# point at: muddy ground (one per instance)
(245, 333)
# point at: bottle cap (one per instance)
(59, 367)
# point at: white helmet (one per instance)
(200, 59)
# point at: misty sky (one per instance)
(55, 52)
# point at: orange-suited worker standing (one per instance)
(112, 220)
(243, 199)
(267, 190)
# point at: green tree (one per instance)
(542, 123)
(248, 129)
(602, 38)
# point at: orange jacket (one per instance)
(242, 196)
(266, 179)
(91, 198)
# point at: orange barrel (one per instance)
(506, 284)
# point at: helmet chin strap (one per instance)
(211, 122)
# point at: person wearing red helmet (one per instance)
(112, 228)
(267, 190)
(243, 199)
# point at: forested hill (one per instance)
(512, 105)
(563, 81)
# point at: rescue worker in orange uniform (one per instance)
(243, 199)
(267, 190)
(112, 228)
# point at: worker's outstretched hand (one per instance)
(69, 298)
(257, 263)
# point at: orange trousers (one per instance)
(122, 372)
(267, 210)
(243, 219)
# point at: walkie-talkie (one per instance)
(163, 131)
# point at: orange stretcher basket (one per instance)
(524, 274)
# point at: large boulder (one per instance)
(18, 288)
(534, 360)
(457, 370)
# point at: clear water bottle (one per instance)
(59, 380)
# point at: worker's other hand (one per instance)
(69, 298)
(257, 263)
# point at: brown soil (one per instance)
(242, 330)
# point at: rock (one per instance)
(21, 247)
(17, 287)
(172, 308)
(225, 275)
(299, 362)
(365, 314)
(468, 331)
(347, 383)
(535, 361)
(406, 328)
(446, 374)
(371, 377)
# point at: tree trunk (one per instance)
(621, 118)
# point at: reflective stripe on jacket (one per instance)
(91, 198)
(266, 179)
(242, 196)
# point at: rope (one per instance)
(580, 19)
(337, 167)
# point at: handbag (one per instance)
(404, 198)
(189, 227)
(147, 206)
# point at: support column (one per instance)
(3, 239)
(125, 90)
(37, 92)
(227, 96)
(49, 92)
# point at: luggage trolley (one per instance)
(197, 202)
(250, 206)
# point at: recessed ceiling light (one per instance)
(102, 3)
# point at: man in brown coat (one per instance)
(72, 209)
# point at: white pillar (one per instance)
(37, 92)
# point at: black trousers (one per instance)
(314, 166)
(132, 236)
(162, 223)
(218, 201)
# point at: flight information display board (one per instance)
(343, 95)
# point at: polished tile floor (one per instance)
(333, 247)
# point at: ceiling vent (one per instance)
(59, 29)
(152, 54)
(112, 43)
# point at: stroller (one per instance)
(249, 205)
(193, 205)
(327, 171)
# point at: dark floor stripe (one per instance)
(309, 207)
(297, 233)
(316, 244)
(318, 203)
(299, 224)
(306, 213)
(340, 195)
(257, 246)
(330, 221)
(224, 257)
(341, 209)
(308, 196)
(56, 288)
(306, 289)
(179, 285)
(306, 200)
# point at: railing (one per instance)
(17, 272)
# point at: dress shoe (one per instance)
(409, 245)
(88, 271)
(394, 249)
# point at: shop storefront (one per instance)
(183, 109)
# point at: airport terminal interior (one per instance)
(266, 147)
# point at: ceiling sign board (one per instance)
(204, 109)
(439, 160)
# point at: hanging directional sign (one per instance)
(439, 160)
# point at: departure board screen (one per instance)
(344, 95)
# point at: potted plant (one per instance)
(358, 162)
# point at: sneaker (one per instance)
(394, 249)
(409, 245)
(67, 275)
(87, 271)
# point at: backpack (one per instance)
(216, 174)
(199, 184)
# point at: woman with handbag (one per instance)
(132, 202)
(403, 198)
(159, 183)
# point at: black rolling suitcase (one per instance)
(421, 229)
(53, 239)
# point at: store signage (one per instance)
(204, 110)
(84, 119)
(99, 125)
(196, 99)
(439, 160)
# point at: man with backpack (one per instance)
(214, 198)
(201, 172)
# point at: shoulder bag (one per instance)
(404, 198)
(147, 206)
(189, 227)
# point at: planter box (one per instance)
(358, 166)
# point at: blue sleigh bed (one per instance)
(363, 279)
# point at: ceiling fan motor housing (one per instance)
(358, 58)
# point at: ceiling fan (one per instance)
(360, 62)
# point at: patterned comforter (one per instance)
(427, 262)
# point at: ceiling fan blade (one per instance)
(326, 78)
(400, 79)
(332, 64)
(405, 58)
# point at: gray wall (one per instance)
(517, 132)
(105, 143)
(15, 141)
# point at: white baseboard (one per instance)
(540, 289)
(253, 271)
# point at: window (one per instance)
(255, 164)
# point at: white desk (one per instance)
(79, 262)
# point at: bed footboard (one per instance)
_ _ _
__Brief__: Transcribe the records above exactly as they appear.

__Worked solution__:
# point at: muddy ground (one per instance)
(245, 333)
# point at: bottle cap (one per instance)
(59, 367)
# point at: white helmet (one per instance)
(200, 59)
# point at: misty sky (one per instance)
(55, 52)
# point at: orange-suited worker standing (one per instance)
(112, 220)
(243, 199)
(267, 190)
# point at: green tree (one per instance)
(542, 123)
(248, 129)
(602, 38)
# point at: orange jacket (one per instance)
(242, 196)
(266, 179)
(91, 198)
# point at: orange barrel (one per instance)
(506, 284)
# point at: helmet chin strap (one per instance)
(211, 122)
# point at: person wearing red helmet (one per instance)
(112, 228)
(267, 190)
(243, 199)
# point at: forested hill (one per instance)
(512, 105)
(563, 81)
# point at: rescue worker in orange uniform (one per instance)
(243, 199)
(267, 190)
(112, 228)
# point at: worker's outstretched hand (one per instance)
(69, 298)
(257, 263)
# point at: orange trousers (one per instance)
(122, 372)
(267, 210)
(243, 219)
# point at: walkie-talkie (one per instance)
(163, 131)
# point at: orange stretcher basket (one per instance)
(524, 274)
# point at: large boulder (one per instance)
(18, 288)
(534, 360)
(457, 370)
# point at: clear water bottle (one per instance)
(59, 380)
# point at: worker's other hand (one per instance)
(69, 298)
(257, 263)
# point at: brown soil (one per instance)
(242, 330)
# point at: rock (one per instance)
(21, 247)
(17, 287)
(172, 308)
(225, 275)
(299, 362)
(365, 314)
(468, 331)
(347, 383)
(535, 361)
(406, 328)
(446, 374)
(371, 377)
# point at: tree trunk (one per instance)
(621, 118)
# point at: reflective stripe on jacket (one per instance)
(91, 198)
(266, 179)
(242, 196)
# point at: rope (one per instance)
(580, 19)
(337, 167)
# point at: handbag (one per instance)
(404, 198)
(189, 227)
(147, 206)
# point at: support column (one per instance)
(3, 239)
(125, 90)
(37, 92)
(227, 96)
(49, 92)
# point at: luggage trolley (one per instance)
(197, 202)
(250, 206)
# point at: recessed ceiling light (one per instance)
(102, 3)
# point at: man in brown coat (one per instance)
(72, 209)
# point at: white pillar (one per instance)
(37, 92)
# point at: black trousers (one per instance)
(314, 166)
(132, 236)
(162, 223)
(218, 201)
# point at: flight information display board (one per instance)
(343, 95)
# point at: polished tile floor (one per instance)
(333, 247)
# point at: ceiling vent (one per instance)
(59, 29)
(152, 54)
(112, 43)
# point at: stroller (one per instance)
(249, 205)
(193, 205)
(327, 171)
# point at: dark floor stripe (one per instance)
(309, 207)
(297, 233)
(316, 244)
(318, 203)
(299, 224)
(306, 213)
(340, 195)
(257, 246)
(330, 221)
(224, 257)
(341, 209)
(308, 196)
(56, 288)
(306, 289)
(179, 285)
(306, 200)
# point at: railing (one per instance)
(17, 272)
# point at: dress shoe (one per instance)
(409, 245)
(88, 271)
(394, 249)
# point at: shop storefront (one per instance)
(183, 109)
# point at: airport terminal interior (one per instance)
(266, 147)
# point at: ceiling sign board (one per instance)
(204, 109)
(439, 160)
# point at: hanging directional sign (one per instance)
(439, 160)
# point at: departure board screen (one per instance)
(344, 95)
# point at: potted plant (one per instance)
(358, 162)
# point at: sneaker (one per instance)
(394, 249)
(409, 245)
(67, 275)
(87, 271)
# point at: backpack (one per instance)
(216, 174)
(199, 184)
# point at: woman with handbag (one per instance)
(132, 202)
(403, 198)
(159, 183)
# point at: black rolling suitcase (one per instance)
(421, 229)
(53, 239)
# point at: store signage (one per instance)
(204, 110)
(84, 119)
(99, 125)
(196, 99)
(439, 160)
# point at: man with backpack (one per instance)
(214, 198)
(201, 172)
# point at: shoulder bag (one per instance)
(404, 198)
(147, 206)
(189, 227)
# point at: planter box (one per instance)
(358, 166)
# point at: blue sleigh bed (one per instance)
(363, 279)
# point at: ceiling fan motor housing (one per instance)
(358, 58)
# point at: ceiling fan (one per instance)
(360, 62)
# point at: patterned comforter (one per instance)
(427, 262)
# point at: ceiling fan blade (one per instance)
(326, 78)
(400, 79)
(332, 64)
(405, 58)
# point at: gray wall (one per instance)
(517, 132)
(105, 143)
(15, 141)
# point at: white baseboard (one per instance)
(540, 289)
(253, 271)
# point at: window (one per instance)
(255, 164)
# point at: white desk (one per instance)
(79, 262)
# point at: bed footboard (one per instance)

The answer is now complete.